## start Source excerpt

With hindsight, there are lots of missing elements in the appreciation of the 1996/7 context. The internet was already growing in influence as a medium for the exchange of enthusiasms and the build-up to McGann’s casting had already been exhaustively followed on newsgroups and early news sites. From the point of view of most literary-minded British fans, perhaps this was marginal stuff, the chattering of a few thousand science and technology professionals and students; or perhaps we didn’t know, yet, how to write about it. I had been a contributor to Skaro since 1993, and though I was also a reader of the Doctor Who newsgroups, I didn’t quite know how to assess their importance, even though they had been used by Philip Segal to promote his Doctor Who venture, and by other Doctor Who professionals, such as Christopher H. Bidmead, Johnny Byrne and Jean-Marc Lofficier, to engage with fans and occasionally promote new initiatives. So with ‘Independence Day’ in Skaro 13, I concentrated on what I knew, the student Doctor Who society at my university. The TVM was a liberation, even though in the short term it was only a part-liberation from thinking about Doctor Who within the confines of the traumas of the 1980s.

Other articles are already playing out tensions to come. Tim Munro’s ‘Beardless in San Francisco’ takes Eric Roberts’s Master as his starting point and while comparisions with Anthony Ainley were inevitable these are overshadowed by his embrace of a ‘grandiose’, broader conceptualisation for Doctor Who. Tat Wood’s ‘In Bed with William Hartnell’ is mainly about what the discovery and publication of John Cura’s telesnaps of many of the missing Hartnell and Troughton stories mean for fandom’s hitherto audio-led conceptualisation of the missing stories, but towards the end refers to “our programme” being taken from “us by Segal and Worldwide” – but this, like the content of the article (which invokes a narrower fan experience than many readers of Skaro will have shared) raises unanswered questions about who ‘we’ are.

## end Source excerpt
## start Available data

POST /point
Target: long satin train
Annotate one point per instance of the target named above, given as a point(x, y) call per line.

## end Available data

• [Problem to solve]: According to the Doctor Who fandom excerpt, since what year had the writer been a contributor to Skaro? The lines have no connection to the Doctor Who fandom excerpt.

• [Result below]: Since 1993.